Testing the OS Version on Darwin/Mac OS X in bash ¬
2008-08-14
I’ve been updating an installer bash
script that needs to install different files depending on the version of Mac OS X (and Darwin, for that matter) that the machine is running and so set out to find the easiest, most straightforward way to check the OS version.
Of course, the hostinfo
command shows you most of the juicy details one would need, but it’s not worth trying to parse it. sysctl
lets you query various kernel states, including the OS release version:
sysctl -n kern.osrelease
Which will spit back something like the following (on Mac OS X 10.5.4, in this example):
9.4.0
This is the Darwin release number. To convert a darwin release version number to a Mac OS X version number just subtract 4 from the major revision (9, in this case) and then prepend the ’10.’ to the entire thing. So, 9.4.0 becomes 10.5.4.0.
You can also use uname -r
to get the OS release version, but I’m going to stick with sysctl
for now.
Of course, you can’t do a direct comparison, so you’ll want to compare either the major or the minor revision (the last release field is always zero, so it can be ignored). The easiest way to do that is to pipe the output from sysctl
through the cut
command.

────────

Objectives
a. Write out the entire post on checking the Mac OS X version in bash, word for word.
b. Pull out every line of the records that contains the string "white". Case counts.
The records and the post on checking the Mac OS X version in bash come from separate sources.

Records for this task

────────

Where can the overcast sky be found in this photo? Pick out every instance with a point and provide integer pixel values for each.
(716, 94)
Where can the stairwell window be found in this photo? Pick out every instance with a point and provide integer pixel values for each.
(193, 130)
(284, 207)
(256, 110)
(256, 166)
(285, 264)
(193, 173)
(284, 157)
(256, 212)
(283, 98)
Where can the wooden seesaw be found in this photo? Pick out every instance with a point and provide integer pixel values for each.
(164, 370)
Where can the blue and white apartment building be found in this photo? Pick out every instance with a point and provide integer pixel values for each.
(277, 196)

────────

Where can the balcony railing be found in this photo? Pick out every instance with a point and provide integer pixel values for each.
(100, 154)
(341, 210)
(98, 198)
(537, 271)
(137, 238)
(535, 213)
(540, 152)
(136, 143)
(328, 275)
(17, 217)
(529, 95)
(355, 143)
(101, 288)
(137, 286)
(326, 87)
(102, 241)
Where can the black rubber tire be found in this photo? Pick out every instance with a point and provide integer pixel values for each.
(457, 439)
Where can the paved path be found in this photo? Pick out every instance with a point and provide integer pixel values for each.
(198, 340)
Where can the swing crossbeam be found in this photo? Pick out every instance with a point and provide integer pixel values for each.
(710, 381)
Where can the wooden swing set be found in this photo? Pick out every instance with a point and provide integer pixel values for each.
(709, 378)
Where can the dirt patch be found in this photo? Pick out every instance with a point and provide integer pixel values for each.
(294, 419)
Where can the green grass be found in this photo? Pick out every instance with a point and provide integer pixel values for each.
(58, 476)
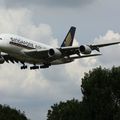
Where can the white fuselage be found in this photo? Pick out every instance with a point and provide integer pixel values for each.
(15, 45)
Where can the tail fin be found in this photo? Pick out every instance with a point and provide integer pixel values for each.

────────

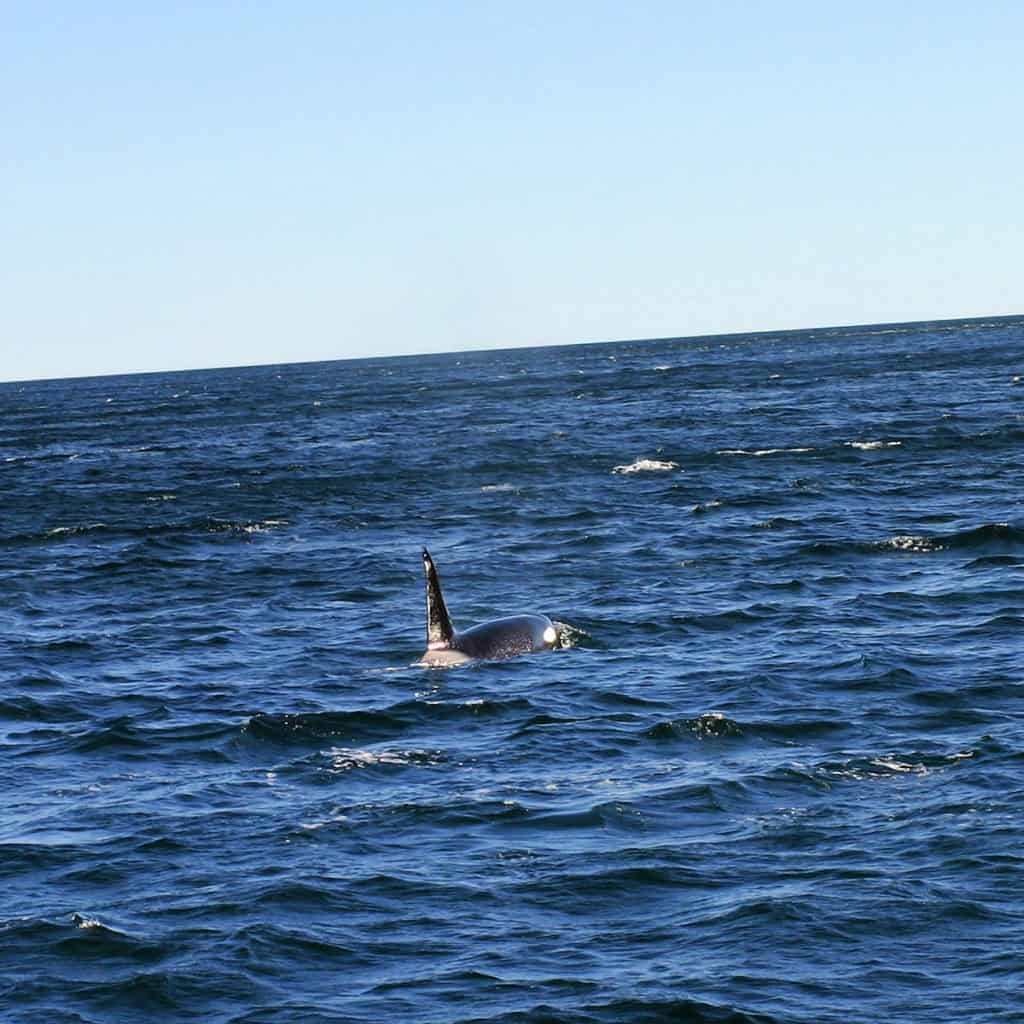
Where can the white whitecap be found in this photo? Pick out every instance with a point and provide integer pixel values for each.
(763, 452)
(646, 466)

────────

Expected results
a.
Testing the OS Version on Darwin/Mac OS X in bash ¬
2008-08-14
I’ve been updating an installer bash
script that needs to install different files depending on the version of Mac OS X (and Darwin, for that matter) that the machine is running and so set out to find the easiest, most straightforward way to check the OS version.
Of course, the hostinfo
command shows you most of the juicy details one would need, but it’s not worth trying to parse it. sysctl
lets you query various kernel states, including the OS release version:
sysctl -n kern.osrelease
Which will spit back something like the following (on Mac OS X 10.5.4, in this example):
9.4.0
This is the Darwin release number. To convert a darwin release version number to a Mac OS X version number just subtract 4 from the major revision (9, in this case) and then prepend the ’10.’ to the entire thing. So, 9.4.0 becomes 10.5.4.0.
You can also use uname -r
to get the OS release version, but I’m going to stick with sysctl
for now.
Of course, you can’t do a direct comparison, so you’ll want to compare either the major or the minor revision (the last release field is always zero, so it can be ignored). The easiest way to do that is to pipe the output from sysctl
through the cut
command.

b.
Where can the blue and white apartment building be found in this photo? Pick out every instance with a point and provide integer pixel values for each.
Where can the white fuselage be found in this photo? Pick out every instance with a point and provide integer pixel values for each.
Where can the white whitecap be found in this photo? Pick out every instance with a point and provide integer pixel values for each.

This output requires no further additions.